● PROBLEM DETAILS: Please count how many of the lines below contain the string "query", and give only that number.

● DATA TO PROCESS:
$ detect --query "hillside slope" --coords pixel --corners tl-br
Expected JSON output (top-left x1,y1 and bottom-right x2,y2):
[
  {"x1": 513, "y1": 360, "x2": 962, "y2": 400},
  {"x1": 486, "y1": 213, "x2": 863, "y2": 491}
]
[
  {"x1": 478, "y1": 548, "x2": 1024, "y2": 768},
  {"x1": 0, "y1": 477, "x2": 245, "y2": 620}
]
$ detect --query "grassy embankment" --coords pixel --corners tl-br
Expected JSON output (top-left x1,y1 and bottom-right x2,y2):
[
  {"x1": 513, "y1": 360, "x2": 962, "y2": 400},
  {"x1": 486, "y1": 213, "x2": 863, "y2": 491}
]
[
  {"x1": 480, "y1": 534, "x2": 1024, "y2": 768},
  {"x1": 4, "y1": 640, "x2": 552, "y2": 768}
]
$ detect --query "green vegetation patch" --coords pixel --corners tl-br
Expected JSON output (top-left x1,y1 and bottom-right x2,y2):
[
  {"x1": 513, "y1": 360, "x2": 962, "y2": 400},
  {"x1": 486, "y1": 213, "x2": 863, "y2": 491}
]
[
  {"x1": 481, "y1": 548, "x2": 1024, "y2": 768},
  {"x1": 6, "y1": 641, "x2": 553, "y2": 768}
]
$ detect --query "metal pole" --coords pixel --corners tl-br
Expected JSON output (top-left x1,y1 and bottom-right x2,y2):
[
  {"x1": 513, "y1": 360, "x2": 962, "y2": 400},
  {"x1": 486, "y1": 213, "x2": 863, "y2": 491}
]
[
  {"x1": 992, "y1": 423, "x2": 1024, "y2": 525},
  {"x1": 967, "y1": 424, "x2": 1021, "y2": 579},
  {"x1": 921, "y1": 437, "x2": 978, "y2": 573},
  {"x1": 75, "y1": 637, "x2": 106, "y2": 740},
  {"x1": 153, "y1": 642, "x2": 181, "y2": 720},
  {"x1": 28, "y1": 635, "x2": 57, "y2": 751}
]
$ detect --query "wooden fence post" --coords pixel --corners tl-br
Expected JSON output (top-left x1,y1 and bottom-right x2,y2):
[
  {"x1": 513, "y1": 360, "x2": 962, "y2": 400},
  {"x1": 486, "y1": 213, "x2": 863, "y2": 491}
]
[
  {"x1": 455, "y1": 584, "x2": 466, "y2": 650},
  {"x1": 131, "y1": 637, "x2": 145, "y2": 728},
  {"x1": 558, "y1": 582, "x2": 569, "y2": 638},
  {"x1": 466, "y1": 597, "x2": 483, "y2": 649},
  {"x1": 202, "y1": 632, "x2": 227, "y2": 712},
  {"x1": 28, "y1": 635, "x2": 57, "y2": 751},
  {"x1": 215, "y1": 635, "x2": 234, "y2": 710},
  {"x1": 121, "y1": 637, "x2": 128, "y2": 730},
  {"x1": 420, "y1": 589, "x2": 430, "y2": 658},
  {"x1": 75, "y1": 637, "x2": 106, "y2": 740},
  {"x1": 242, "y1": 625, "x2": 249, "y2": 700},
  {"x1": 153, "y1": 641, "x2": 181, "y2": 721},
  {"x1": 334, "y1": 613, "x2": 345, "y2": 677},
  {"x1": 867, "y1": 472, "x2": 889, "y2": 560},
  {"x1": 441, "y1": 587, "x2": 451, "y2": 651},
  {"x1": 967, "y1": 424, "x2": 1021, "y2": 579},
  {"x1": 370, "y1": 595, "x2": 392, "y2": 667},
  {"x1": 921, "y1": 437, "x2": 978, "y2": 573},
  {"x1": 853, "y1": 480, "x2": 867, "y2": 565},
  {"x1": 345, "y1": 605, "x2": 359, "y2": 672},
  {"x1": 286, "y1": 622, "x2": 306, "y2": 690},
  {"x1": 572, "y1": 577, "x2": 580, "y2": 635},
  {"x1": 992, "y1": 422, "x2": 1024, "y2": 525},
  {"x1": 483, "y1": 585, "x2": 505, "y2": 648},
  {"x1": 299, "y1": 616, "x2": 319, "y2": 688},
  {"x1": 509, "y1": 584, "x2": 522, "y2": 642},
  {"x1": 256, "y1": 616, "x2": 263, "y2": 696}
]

● TASK RESPONSE: 5